**PROVIDED TEXT:**
┌────────

A close friend of mine has told me that she believes the best version of herself is the written version. Her sentences are exactingly designed, each a small garden of Versailles, its syntax punctuated with allusive sculptures and glittering fountains that rhythmically rise and fall. I understand the dream of the self perfected through writing, of the presence of mind it affords you to locate an idea that's otherwise only a hum in your head, to elaborate that idea in words you can rarely call up in a moment's exchange. Certainly, this is what I was trying to enclose in those 3 ⅝- by-6 ½- inch envelopes.
“I don’t use it anymore myself,” an uncle of mine, formerly of the USPS, said to me when I called him up for some color commentary. He told me that he doesn’t know of anyone who uses the postal service for conversational correspondence anymore. He has, in fact, moved on to texting almost exclusively, to the point where, I realized, I had to text him to tell him that I’d sent him an email. A USPS PR person made the same point when I spoke with him over the phone. He asked me, in the sort of smug, sort of melancholic way that people do these days, if the topic arises: when was it that I’d last applied a stamp to an envelope and popped it in a mailbox? The point here is not that I had in fact, recently, done just that — but that I don’t rely on it. It’s not the channel I use to convey important messages. The very occasional messages I do send to friends through the mail today seem to exist outside of any ongoing exchange we have via email. They have the novelty effect that the early picture postcard had, that I suppose postcards still have — where the point isn’t dialogue but a ready-made souvenir. The material fact of the paper and envelope or postcard, of the handwriting and the stamp, of its arrival after a journey across state lines or national borders, or occasionally just across town, is really the main attraction. In other words, a USPS-delivered letter has become a novelty item.
This, in truth, is not a state of affairs that upsets me. I like email. I like how it eliminates the inevitability of an excruciatingly long period of waiting between letters. I like how it presents, right there before me, the layers of an ongoing correspondence, like drawers I can pull open and revisit at any time. I like how I can type in a name or address and instantly summon, in a shimmer on the screen, all the messages I’ve ever sent or received from that particular person.
Nothing is lost, all is preserved! I also like how, as opposed to the utilitarian demands of an all-thumbs text message, writing an email still allows for the expansiveness of a letter, for sitting down at a keyboard — hands spread out before you, thoughts spread out, too, which gives me the feeling of actually composing those thoughts. I write infinitely more emails than letters in stamped envelopes. Between my close friends and me, regular emails constitute a whole dimension of our relationship.
And yet, as technologically astonishing as email is in its own right, what I remain actually agog at is the insane fact of that flimsy piece of paper. In another anxiety dream of the Failure-to-Communicate genre, I find myself in some kind of crowd. A mob, basically. Most often it's a startlingly crowded classroom full of students I’m supposed to be teaching. The room is chockablock with other bodies and the din of their voices. I try to speak up. I try to make my own small voice heard above all the other indistinguishable voices in the room. But of course — because this is a Failure-to-Communicate dream — my voice just isn’t capable of making itself audible. There’s a visceral element to the dream, where I can feel my vocal chords straining, which is about the point in the dream where, most usually, I cough myself awake. The workings of the postal system, then, their reliable ability to ID one letter among many letters, to reach into that physical mass of nearly identical white envelopes and recognize my envelope, is a soothing thought.

└────────

**WRITTEN TASKS:**
a. Please list each specific thing the writer says they like about email in the passage on letters and email.
b. Write the next part of the passage on letters and email, picking up right after its final sentence.

**DATASET EXCERPT:**
┌────────

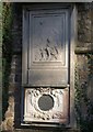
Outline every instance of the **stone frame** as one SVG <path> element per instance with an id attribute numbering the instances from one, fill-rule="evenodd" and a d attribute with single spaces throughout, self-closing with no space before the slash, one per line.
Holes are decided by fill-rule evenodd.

└────────

**EXERCISE RESPONSES:**
a.
- It eliminates the long wait between letters.
- It presents the layers of an ongoing correspondence, which the writer can revisit at any time.
- Typing in a name or address instantly brings up every message sent to or received from that person.
- Unlike a text message, it still allows for the expansiveness of a letter.

b.
In a short, somewhat psychedelically inflected promo movie the USPS made in the late 1960s, the movement of the mail is compared to the flow of a mighty river: first, single drops of water, each time a letter is dropped into a mailbox; then, cross-cut with a robustly flowing river, a deluge of envelopes emptying into what’s called a processing and delivery center. At first, distressingly, the postal clerks in the movie seem to be picking up and tossing these envelopes willy nilly, as if they were playing 52-card pickup. There seems to be too much mail to handle: bulging canvas sacks of it keep belching out their contents on the floor, metal shoots keep spilling masses of white envelopes, none distinguishable from any other, on a table. Eventually, though (to the tune of some kind of swinging sixties music), we see the machinery, both mechanical and human, kicking into gear — keys being punched, conveyor-belts moving, letters being slotted into pigeonholes. The postal system, you come to see, is a factory whose product is sorted mail.
It’s an impression that’s even starker when you look at the 2014 version of the USPS promo, now called “Systems at Work” (as opposed to 1968’s more bucolic “River of Mail”), which takes you through the vast, shiny, whirring, blinking, shooting, rotating machinery of what looks like a series of factories that happen to be churning out already-addressed envelopes and brown paper packages sealed off with shipping tape. At last come the troops of mail carriers, the solitary soldiers on the frontlines, driving or walking their way to each individual mailbox, the John Williams-esque score now soaring, the newly manufactured mail — the sorted mail — slung over each one’s shoulder.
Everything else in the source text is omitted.